• **练习题目 1**
请从下方记录中收集所有包含单词“road”的行，逐行照抄，注意区分大小写。
##### 文本摘录
最近(以及预感接下来的一年)会读很多很多的paper......不如开个帖子记录一下读paper心得

SysML相关的文章很多来源于上学期的8980课。有些和具体field(比如DB/architecture/...)相关的就放到各个field的分类里啦,这里放一些不好分类的

Class Blog

Mark一个大神的Blog


Virtual Address Translation via Learned Page Table Indexes

在页表中使用learned index。

笔记在这里:Link

Representation Learning for Resource Usage Prediction

用lstm跟踪进程的运行情况(cpu/mem/disk使用情况),并预测

Selecta: Heterogeneous Cloud Storage Configuration for Data Analytics

根据观测VPS的应用程序负载来推荐VPS配置(eg: SSD还是HDD)

REX: A Development Platform and Online Learning Approach for Runtime Emergent Software Systems

The idea in this paper is similar to a paper[http://www-users.cselabs.umn.edu/classes/Spring-2019/csci8980/papers/tuning.pdf] we have discussed on class before. In the paper[Auto DBMS Tuning...], the author use ML model to automatically tune database knobs, while in this paper the author use ML model to optimize the combination of components in a complex software system to achieve better performance.

The whole framework could be divided into 3 parts:

  1. Dane: A light weight programming language for implementing small components. These components could be assembled together to build a large scale software system. Some of these components may have the same function but do jobs in different ways. The main contribution of Dane is that it is fast so that different component could be dynamically rewired with very low cost.
  2. A perception, assembly and learning framework (PAL): It contains 2 modules: 1). Assembly Module. It could assemble different components to implement a feature. 2). Perception Module. It could monitor the performance of the software system, as well as the runtime environment.
  3. The online learning part. It uses reinforcement learning model “multi-armed bandit” to optimize the selection of components. Also, like the [Auto DBMS Tuning...] paper, some selection of components are related so they could share information. Thus, the author uses regression model to reduce the search space.
##########
• **练习题目 2**
把上面这篇SysML论文笔记中从“3. The online”到“the search space.”之间的文字一字不差地重新写出，首尾两处都包括在内。
##### 输入记录
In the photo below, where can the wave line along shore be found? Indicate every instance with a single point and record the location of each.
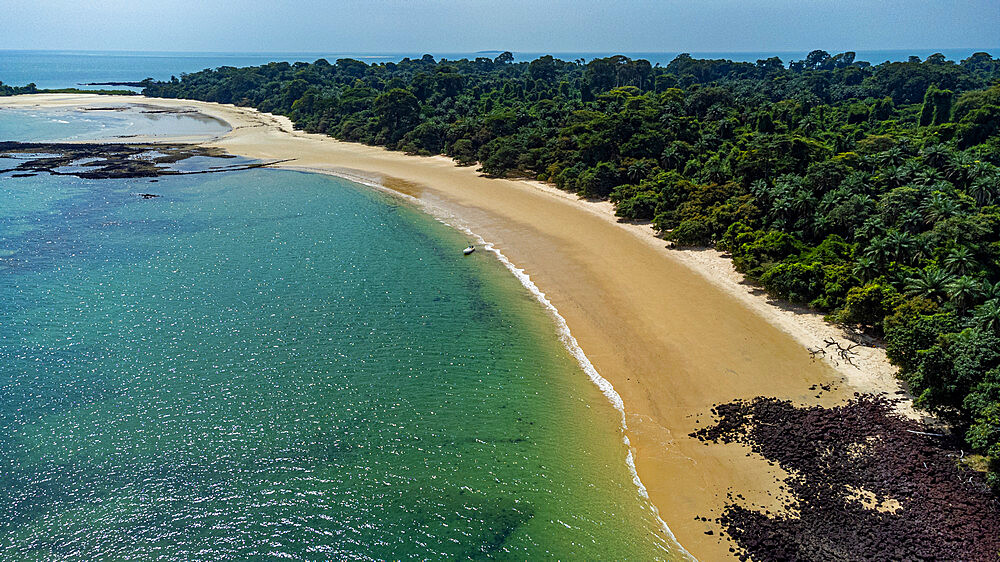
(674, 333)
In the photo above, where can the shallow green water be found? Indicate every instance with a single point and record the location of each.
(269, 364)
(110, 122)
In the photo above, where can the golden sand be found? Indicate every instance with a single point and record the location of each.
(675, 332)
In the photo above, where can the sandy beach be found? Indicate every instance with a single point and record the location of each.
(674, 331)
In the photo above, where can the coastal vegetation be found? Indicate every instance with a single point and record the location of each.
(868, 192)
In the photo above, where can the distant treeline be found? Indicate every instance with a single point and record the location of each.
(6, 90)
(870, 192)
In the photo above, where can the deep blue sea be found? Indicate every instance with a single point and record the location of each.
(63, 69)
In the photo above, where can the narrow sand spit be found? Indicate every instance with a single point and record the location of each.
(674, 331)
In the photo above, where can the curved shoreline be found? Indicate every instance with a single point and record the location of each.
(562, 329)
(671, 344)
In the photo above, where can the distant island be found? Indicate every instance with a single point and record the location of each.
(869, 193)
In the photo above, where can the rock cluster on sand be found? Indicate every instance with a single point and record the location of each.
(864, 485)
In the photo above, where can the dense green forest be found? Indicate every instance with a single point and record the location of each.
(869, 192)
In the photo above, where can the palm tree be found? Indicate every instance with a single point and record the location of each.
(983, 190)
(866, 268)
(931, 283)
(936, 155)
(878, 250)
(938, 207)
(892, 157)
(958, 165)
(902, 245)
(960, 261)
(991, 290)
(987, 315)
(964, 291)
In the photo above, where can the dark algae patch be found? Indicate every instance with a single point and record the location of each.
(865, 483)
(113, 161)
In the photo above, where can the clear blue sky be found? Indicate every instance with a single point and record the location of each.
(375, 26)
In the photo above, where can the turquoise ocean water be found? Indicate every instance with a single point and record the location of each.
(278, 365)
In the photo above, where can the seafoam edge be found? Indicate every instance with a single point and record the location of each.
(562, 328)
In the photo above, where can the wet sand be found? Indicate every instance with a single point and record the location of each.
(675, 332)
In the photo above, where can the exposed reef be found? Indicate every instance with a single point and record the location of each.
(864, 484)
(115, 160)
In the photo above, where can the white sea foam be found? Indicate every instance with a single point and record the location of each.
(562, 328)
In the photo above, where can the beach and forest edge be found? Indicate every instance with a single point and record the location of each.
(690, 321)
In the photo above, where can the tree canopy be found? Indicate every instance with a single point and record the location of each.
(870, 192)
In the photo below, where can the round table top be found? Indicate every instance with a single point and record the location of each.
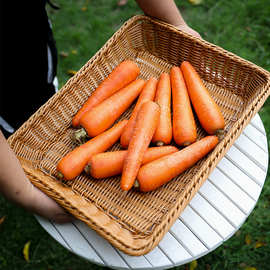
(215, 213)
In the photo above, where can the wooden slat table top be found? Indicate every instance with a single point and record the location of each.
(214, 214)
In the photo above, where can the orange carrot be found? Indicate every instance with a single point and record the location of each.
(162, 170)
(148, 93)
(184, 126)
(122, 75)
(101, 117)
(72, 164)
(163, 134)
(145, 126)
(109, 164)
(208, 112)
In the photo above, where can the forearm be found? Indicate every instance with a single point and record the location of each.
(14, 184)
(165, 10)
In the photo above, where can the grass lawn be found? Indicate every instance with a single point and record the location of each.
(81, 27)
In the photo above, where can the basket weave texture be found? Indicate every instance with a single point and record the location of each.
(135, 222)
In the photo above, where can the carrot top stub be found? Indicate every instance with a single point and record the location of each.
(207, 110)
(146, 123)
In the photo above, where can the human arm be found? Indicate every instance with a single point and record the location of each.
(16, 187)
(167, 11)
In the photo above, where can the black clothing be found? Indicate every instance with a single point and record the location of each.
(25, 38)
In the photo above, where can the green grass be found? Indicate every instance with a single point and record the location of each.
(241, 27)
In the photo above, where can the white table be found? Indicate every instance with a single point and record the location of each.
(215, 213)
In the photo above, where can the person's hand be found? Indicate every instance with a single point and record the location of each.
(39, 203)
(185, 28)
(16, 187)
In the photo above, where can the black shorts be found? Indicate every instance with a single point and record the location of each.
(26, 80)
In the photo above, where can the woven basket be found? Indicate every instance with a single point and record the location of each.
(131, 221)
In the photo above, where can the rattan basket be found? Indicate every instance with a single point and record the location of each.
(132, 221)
##########
##### 输入记录
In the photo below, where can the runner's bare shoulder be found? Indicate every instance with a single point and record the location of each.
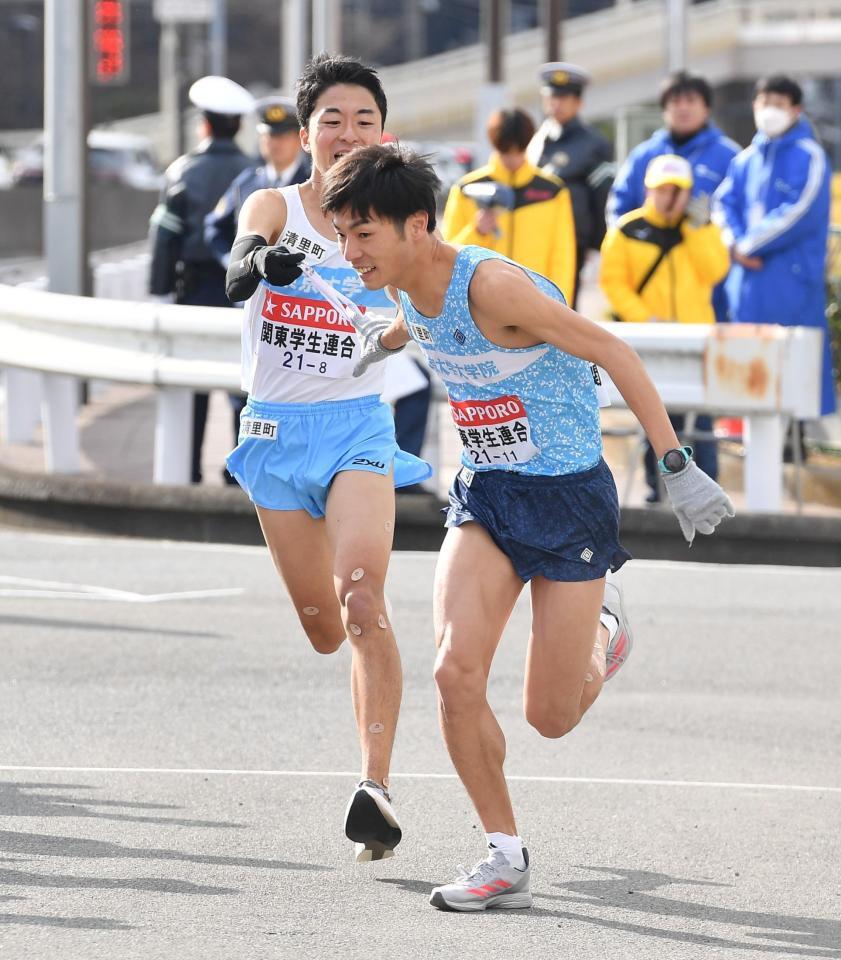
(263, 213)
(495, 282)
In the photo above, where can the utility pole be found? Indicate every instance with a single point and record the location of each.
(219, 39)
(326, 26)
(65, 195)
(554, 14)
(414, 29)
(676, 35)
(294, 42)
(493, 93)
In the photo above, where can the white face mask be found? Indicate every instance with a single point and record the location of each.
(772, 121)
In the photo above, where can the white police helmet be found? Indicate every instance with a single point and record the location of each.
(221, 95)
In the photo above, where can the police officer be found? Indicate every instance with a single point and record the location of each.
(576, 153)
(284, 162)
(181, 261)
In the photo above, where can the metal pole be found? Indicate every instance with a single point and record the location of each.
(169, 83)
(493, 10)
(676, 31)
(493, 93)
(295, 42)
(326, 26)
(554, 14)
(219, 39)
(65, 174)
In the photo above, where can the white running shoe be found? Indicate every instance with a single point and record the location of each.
##########
##### 输入记录
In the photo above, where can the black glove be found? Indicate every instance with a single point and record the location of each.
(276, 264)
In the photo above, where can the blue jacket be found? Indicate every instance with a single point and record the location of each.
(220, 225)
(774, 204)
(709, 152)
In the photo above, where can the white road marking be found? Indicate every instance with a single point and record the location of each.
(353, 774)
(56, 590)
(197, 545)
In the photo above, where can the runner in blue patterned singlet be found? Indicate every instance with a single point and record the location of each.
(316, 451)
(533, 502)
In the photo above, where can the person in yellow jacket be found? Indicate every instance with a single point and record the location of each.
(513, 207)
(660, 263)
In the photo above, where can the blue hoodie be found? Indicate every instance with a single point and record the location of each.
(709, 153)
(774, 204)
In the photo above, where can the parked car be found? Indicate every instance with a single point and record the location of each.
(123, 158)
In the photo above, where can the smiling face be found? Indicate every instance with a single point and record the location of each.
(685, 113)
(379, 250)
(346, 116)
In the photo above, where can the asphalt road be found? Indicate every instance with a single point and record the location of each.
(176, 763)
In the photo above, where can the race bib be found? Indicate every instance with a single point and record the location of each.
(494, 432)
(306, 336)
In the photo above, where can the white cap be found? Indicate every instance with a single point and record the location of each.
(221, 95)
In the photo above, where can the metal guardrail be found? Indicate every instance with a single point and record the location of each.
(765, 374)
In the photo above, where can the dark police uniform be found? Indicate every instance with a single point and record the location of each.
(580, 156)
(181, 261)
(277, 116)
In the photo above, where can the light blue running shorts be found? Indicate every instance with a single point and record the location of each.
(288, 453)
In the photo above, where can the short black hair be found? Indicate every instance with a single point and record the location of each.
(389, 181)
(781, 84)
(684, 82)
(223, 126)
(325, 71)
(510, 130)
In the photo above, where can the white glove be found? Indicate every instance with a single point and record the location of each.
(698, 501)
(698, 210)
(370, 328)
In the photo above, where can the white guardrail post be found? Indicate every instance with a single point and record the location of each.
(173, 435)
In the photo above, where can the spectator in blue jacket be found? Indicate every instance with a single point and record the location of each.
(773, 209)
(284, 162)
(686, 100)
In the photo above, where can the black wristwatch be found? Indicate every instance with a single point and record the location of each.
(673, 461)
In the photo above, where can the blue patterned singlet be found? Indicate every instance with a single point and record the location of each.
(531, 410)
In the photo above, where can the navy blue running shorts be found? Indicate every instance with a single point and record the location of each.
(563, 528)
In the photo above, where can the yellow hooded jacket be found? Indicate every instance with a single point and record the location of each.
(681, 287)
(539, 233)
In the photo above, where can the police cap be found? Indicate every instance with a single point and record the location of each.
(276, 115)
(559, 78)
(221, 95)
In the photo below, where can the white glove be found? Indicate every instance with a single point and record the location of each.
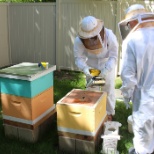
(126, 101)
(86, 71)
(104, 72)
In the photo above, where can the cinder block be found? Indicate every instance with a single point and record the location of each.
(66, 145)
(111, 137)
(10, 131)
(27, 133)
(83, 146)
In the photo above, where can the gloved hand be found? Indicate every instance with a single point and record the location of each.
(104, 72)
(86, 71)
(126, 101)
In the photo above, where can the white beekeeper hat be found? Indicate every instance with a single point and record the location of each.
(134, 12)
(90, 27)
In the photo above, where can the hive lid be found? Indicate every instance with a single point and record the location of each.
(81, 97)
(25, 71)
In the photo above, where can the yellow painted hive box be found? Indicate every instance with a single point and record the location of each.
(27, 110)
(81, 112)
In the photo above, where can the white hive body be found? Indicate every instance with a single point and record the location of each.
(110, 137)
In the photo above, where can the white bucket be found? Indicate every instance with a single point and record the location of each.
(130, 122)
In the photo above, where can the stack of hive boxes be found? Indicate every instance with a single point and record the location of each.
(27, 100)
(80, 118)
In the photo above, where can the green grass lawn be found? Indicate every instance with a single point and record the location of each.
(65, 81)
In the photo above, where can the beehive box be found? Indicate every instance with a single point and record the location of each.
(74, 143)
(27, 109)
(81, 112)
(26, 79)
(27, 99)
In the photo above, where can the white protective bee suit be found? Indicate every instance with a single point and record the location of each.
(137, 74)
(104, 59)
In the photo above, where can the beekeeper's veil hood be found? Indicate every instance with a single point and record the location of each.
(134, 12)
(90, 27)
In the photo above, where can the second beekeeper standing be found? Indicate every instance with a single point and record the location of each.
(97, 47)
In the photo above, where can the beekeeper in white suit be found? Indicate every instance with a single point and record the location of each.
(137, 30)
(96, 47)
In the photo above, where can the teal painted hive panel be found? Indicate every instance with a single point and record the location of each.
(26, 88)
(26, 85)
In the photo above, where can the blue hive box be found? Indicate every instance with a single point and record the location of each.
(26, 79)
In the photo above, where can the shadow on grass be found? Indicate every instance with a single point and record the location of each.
##########
• **完整解答 1**
In the photo above, where can the white road marking be found? Indicate every instance with a single point and record the location of each.
In the photo above, where can the asphalt road be found? Indicate every instance with a single point and record the location of each.

• **完整解答 2**
3. The online learning part. It uses reinforcement learning model “multi-armed bandit” to optimize the selection of components. Also, like the [Auto DBMS Tuning...] paper, some selection of components are related so they could share information. Thus, the author uses regression model to reduce the search space.